_INSTRUCTION_
Summarize the ticket change page below in two sentences.

-- start PAGE EXCERPT --

Fossil: Ticket Change Details

Overview

Artifact ID:	bd3cc20def4841629acf514fb00275889f98d632
Ticket:	03c9f4deef2d19f55945415cd1d048b4d730cf8c Disable built-in robots.txt file
User & Date:	anonymous 2010-01-15 17:21:45

Changes

comment changed to:

Per [http://thread.gmane.org/gmane.comp.version-control.fossil-scm.user/1489]:

<verbatim>
On Dec 2, 2009, at 10:52 AM, Daniel Clark wrote:

> For a while it's seemed odd to me that google hadn't updated its  
> indexes of a few sites, so I took a look and noticed the obvious -
> robots.txt was disallowing all crawlers:
>
> (from main.c)
>
>  /* Prevent robots from indexing this site.
>  */
>  if( strcmp(g.zPath, "robots.txt")==0 ){
>    cgi_set_content_type("text/plain");
>    @ User-agent: *
>    @ Disallow: /
>    cgi_reply();
>    exit(0);
>  }
>
> As far as I can tell there isn't a way to disable or tune this from  
> the fossil level; if there isn't interest in changing this I'm sure I
> can just redirect via apache to some actual file, but IMHO it would be  
> good to be able to easily make fossil projects searchable (perhaps even  
> have this be the default), esp. since at the moment the only reason that  
> say fossil-scm.org is searchable is because the robots.txt file happens
> to be at:
>
> http://fossil-scm.org/index.html/robots.txt
>
> (eg a random apache configuration choice to have rather ugly URLs with
> "index.html" in all of them.)

-- end PAGE EXCERPT --
-- start DATA LINES --

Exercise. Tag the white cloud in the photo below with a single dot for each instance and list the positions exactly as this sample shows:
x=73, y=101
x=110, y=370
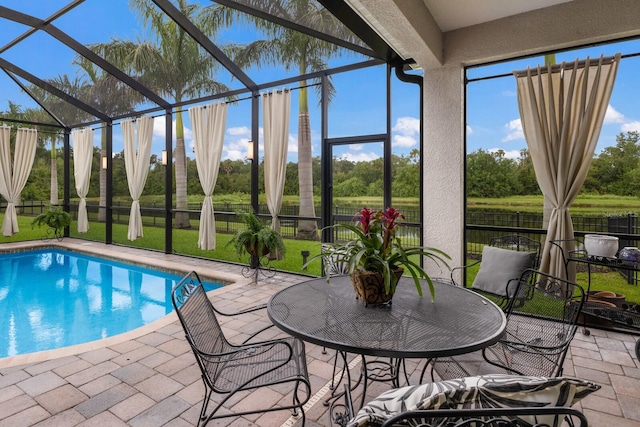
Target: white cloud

-- end DATA LINES --

_REPLY TO THE TASK_
This change record for the ticket "Disable built-in robots.txt file," made anonymously on 2010-01-15, sets the ticket's comment to a quoted December 2, 2009 message from Daniel Clark reporting that the robots.txt response generated in Fossil's main.c disallowed all crawlers. The message notes that there seemed to be no way to disable or tune this from the Fossil level, suggests that Fossil projects should be easy to make searchable (perhaps by default), and observes that fossil-scm.org was searchable only because its robots.txt happened to be at a URL containing "index.html."